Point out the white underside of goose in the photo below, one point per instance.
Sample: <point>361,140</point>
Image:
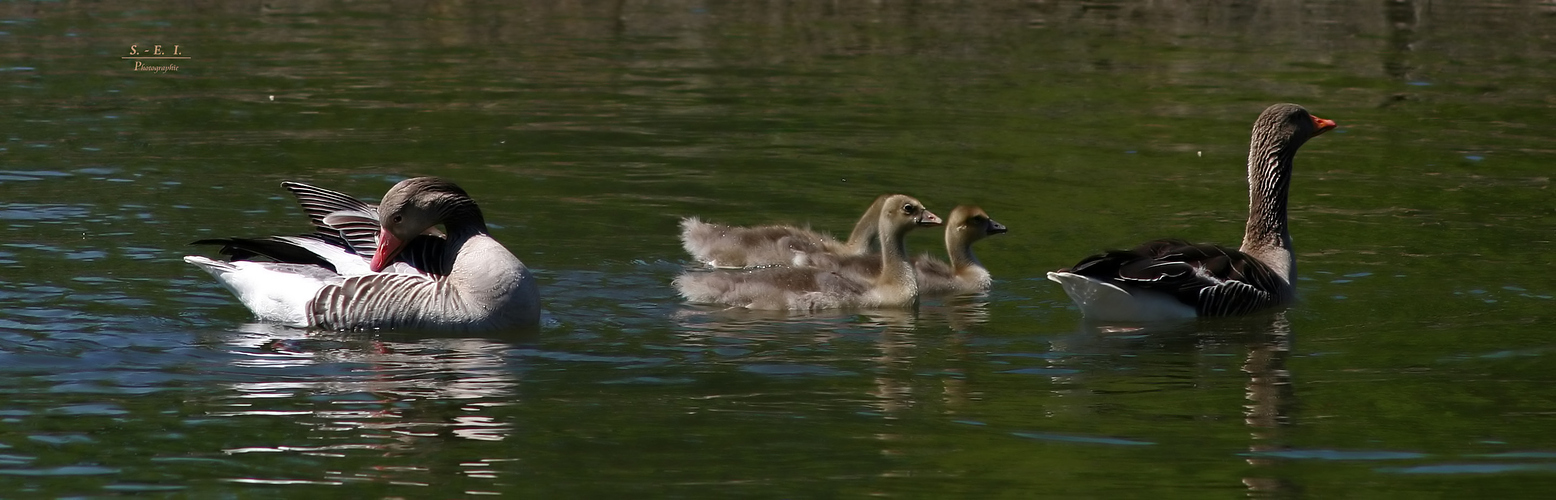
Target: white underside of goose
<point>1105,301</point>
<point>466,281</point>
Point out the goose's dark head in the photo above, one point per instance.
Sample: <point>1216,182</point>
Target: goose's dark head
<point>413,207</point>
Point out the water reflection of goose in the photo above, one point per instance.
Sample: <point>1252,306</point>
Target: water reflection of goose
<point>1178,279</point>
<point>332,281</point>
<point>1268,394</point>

***

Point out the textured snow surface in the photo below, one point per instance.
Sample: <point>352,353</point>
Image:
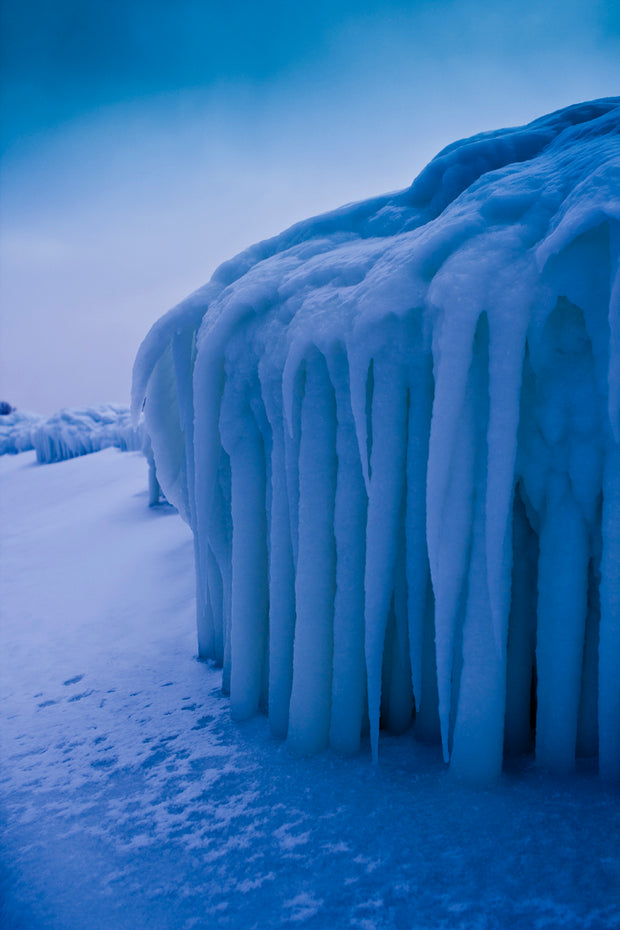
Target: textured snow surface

***

§ Task to carry out
If a line in the data above contains "instance", return that line.

§ Response to the task
Point out the white underside of goose in the photo below, one point per instance.
Point out the goose's dark head in the photo above, one point per instance.
Point out the water reflection of goose in the photo above, one point per instance.
Point out the textured snow surface in the photo below, one point per instance.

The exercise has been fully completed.